Barbeque and a Business Degree Are a Smoking Combination for Alumnus Aaron Kirchner
Summertime is the happiest time of year for Aaron Kirchner, ’09 KA, co-founder and co-owner of Grillheads Supply Co. in St. Louis, MO ― and not just because of increased seasonal sales.
Kirchner launched his grilling supply and meat rub business with business partner and friend Josh Anderson, because both would rather be behind a grill or perfecting one of their dry rub recipes than anywhere else.
“It got to the point where I had virtually all of the grilling supplies from Ace Hardware, and my wife, Heather, said, ‘You don’t need more of those!’”
He and Anderson subsequently began toying with the idea of starting their own barbeque business.
At the height of COVID-19, the Kirchners were eating all of their meals at home. Grilling became almost a daily habit for the St. Louis resident who grew up in Russellville, MO. His Russellville childhood pal was back home doing the same.
The two began to conspire, knowing the time was right to launch their dream business: A shift in consumer habits from restaurant consumption to home cooking, coupled with extra time on their hands because of the pandemic, allowed the friends to develop a solid plan.
“We tinkered a bit and then decided to rip the Band-Aid off,” Kirchner jokes, referring to their June 2020 entrepreneurial endeavor as “a lockdown daydream.”
He says his approach was founded in a natural curiosity for success that he attributes to his business degree from Westminster College in Fulton, MO.
Kirchner further emphasizes that he learned much of what he is doing in his Westminster business classes.

- [Data extract]:

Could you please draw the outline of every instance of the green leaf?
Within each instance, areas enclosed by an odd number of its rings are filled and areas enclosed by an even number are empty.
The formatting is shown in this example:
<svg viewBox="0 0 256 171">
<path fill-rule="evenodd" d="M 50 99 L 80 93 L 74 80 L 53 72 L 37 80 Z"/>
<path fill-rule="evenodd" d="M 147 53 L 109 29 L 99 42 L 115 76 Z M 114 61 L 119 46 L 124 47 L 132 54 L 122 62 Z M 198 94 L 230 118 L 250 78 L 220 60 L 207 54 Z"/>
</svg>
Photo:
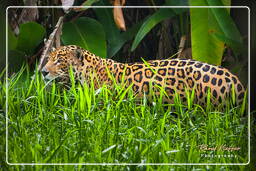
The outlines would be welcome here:
<svg viewBox="0 0 256 171">
<path fill-rule="evenodd" d="M 192 6 L 207 6 L 205 0 L 190 0 Z M 191 8 L 191 43 L 193 59 L 220 65 L 224 43 L 213 34 L 222 33 L 210 9 Z"/>
<path fill-rule="evenodd" d="M 223 5 L 221 0 L 207 0 L 207 2 L 209 5 L 212 6 Z M 228 11 L 225 10 L 225 8 L 211 8 L 211 11 L 225 37 L 233 40 L 234 42 L 240 43 L 240 45 L 242 46 L 243 41 L 241 34 L 238 31 L 238 28 L 236 27 L 236 24 L 229 15 Z M 233 48 L 233 50 L 235 49 Z"/>
<path fill-rule="evenodd" d="M 176 14 L 173 12 L 172 9 L 168 8 L 161 8 L 157 10 L 152 16 L 147 18 L 147 20 L 142 24 L 140 30 L 138 31 L 133 44 L 131 51 L 134 51 L 136 47 L 139 45 L 140 41 L 146 36 L 146 34 L 158 23 L 161 21 L 171 18 Z"/>
<path fill-rule="evenodd" d="M 8 70 L 10 73 L 17 72 L 26 63 L 26 54 L 18 50 L 8 51 Z"/>
<path fill-rule="evenodd" d="M 17 38 L 10 27 L 8 27 L 8 50 L 14 50 L 17 47 Z"/>
<path fill-rule="evenodd" d="M 64 23 L 61 40 L 64 45 L 74 44 L 102 58 L 107 56 L 105 32 L 95 19 L 81 17 Z"/>
<path fill-rule="evenodd" d="M 224 34 L 214 33 L 213 36 L 230 46 L 236 54 L 246 53 L 247 51 L 244 44 L 236 42 L 235 40 L 226 37 Z"/>
<path fill-rule="evenodd" d="M 122 46 L 127 42 L 133 39 L 133 37 L 138 32 L 139 28 L 141 27 L 142 22 L 135 24 L 133 27 L 127 29 L 127 31 L 123 32 L 117 41 L 110 42 L 110 48 L 108 54 L 110 57 L 114 56 Z"/>
<path fill-rule="evenodd" d="M 97 3 L 97 5 L 104 5 L 103 3 Z M 141 22 L 135 24 L 133 27 L 127 29 L 125 32 L 120 32 L 116 27 L 113 19 L 113 13 L 111 8 L 95 8 L 94 9 L 99 22 L 102 24 L 108 42 L 108 58 L 114 56 L 121 47 L 129 40 L 131 40 L 138 32 Z"/>
<path fill-rule="evenodd" d="M 81 6 L 92 6 L 94 3 L 99 2 L 100 0 L 87 0 Z M 81 11 L 85 11 L 88 8 L 81 8 Z"/>
<path fill-rule="evenodd" d="M 43 40 L 45 29 L 40 24 L 28 22 L 21 24 L 18 35 L 17 49 L 27 55 L 33 54 L 35 48 Z"/>
</svg>

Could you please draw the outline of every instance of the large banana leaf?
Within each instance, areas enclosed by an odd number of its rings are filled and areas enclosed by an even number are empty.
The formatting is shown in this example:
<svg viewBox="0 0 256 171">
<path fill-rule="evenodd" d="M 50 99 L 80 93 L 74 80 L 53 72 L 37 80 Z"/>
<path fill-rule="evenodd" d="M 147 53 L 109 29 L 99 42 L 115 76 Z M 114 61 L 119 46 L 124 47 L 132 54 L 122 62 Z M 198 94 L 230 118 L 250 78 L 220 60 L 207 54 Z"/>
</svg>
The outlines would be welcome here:
<svg viewBox="0 0 256 171">
<path fill-rule="evenodd" d="M 97 5 L 104 5 L 104 3 L 97 3 Z M 113 13 L 111 8 L 95 8 L 94 9 L 99 22 L 102 24 L 107 38 L 108 58 L 113 57 L 121 47 L 129 40 L 131 40 L 139 30 L 141 22 L 135 24 L 131 28 L 128 28 L 125 32 L 120 32 L 116 27 L 113 19 Z"/>
<path fill-rule="evenodd" d="M 207 6 L 205 0 L 189 1 L 191 6 Z M 225 10 L 225 9 L 223 9 Z M 191 44 L 193 59 L 220 65 L 224 43 L 213 36 L 222 31 L 209 8 L 191 8 Z"/>
<path fill-rule="evenodd" d="M 191 6 L 230 5 L 230 0 L 190 0 Z M 191 8 L 191 43 L 194 59 L 220 65 L 224 43 L 237 54 L 242 52 L 241 35 L 228 8 Z"/>
<path fill-rule="evenodd" d="M 64 45 L 78 45 L 106 58 L 106 38 L 102 25 L 95 19 L 81 17 L 74 22 L 63 24 L 61 40 Z"/>
<path fill-rule="evenodd" d="M 173 16 L 175 16 L 176 13 L 172 10 L 172 9 L 168 9 L 168 8 L 161 8 L 158 11 L 156 11 L 152 16 L 150 16 L 149 18 L 147 18 L 147 20 L 142 24 L 142 26 L 140 27 L 133 43 L 132 43 L 132 48 L 131 51 L 134 51 L 137 46 L 139 45 L 139 43 L 141 42 L 141 40 L 146 36 L 146 34 L 158 23 L 160 23 L 161 21 L 167 19 L 167 18 L 171 18 Z"/>
</svg>

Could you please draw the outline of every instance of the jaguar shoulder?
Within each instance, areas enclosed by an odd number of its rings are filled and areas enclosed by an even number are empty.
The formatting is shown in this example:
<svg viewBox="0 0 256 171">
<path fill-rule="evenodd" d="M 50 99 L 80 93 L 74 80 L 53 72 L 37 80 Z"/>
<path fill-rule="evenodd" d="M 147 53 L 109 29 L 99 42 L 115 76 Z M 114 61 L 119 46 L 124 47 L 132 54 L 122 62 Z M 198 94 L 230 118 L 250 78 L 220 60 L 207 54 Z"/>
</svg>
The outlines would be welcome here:
<svg viewBox="0 0 256 171">
<path fill-rule="evenodd" d="M 244 97 L 244 87 L 237 76 L 221 66 L 190 59 L 125 64 L 102 59 L 75 45 L 62 46 L 51 52 L 42 73 L 45 79 L 68 83 L 70 66 L 76 80 L 81 83 L 91 83 L 93 80 L 96 88 L 113 83 L 109 73 L 117 83 L 124 79 L 126 86 L 132 84 L 132 89 L 138 97 L 144 94 L 149 96 L 152 92 L 159 95 L 160 89 L 157 87 L 160 86 L 168 95 L 165 100 L 170 103 L 173 102 L 175 92 L 180 95 L 182 101 L 186 101 L 185 89 L 194 89 L 195 100 L 201 105 L 206 103 L 208 91 L 211 92 L 215 105 L 222 103 L 230 96 L 232 86 L 237 103 L 241 103 Z"/>
</svg>

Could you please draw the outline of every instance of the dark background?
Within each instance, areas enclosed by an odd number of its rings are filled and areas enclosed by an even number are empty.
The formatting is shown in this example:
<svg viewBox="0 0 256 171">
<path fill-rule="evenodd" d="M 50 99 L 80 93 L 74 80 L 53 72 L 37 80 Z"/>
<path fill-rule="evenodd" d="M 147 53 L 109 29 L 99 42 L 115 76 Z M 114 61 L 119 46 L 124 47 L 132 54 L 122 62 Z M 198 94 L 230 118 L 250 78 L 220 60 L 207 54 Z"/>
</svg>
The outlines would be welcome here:
<svg viewBox="0 0 256 171">
<path fill-rule="evenodd" d="M 162 1 L 159 1 L 161 4 Z M 15 1 L 1 1 L 0 0 L 0 68 L 5 66 L 5 49 L 6 49 L 6 40 L 5 40 L 5 10 L 6 7 L 9 5 L 15 5 Z M 145 5 L 145 3 L 138 2 L 138 1 L 128 1 L 126 5 Z M 232 6 L 248 6 L 250 8 L 250 110 L 256 110 L 256 1 L 255 0 L 239 0 L 239 1 L 232 1 Z M 234 20 L 239 20 L 241 23 L 238 27 L 241 32 L 247 32 L 247 16 L 241 15 L 241 13 L 236 12 L 233 10 L 231 13 Z M 251 114 L 251 162 L 250 168 L 256 169 L 256 114 Z M 0 164 L 1 165 L 1 164 Z"/>
</svg>

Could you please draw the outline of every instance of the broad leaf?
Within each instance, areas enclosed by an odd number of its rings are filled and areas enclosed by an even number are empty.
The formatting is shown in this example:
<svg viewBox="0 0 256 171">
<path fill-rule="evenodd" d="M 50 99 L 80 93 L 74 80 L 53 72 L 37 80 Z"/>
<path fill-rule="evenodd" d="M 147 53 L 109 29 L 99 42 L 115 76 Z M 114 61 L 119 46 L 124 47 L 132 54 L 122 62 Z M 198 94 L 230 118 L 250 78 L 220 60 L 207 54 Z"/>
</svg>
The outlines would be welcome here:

- [Task details]:
Copy the part of the article about Aaron Kirchner's barbecue business between "He and Anderson" and "doing the same.", inclusive, keeping every word the same. These rows have nothing to do with the article.

- [Exercise result]:
He and Anderson subsequently began toying with the idea of starting their own barbeque business.
At the height of COVID-19, the Kirchners were eating all of their meals at home. Grilling became almost a daily habit for the St. Louis resident who grew up in Russellville, MO. His Russellville childhood pal was back home doing the same.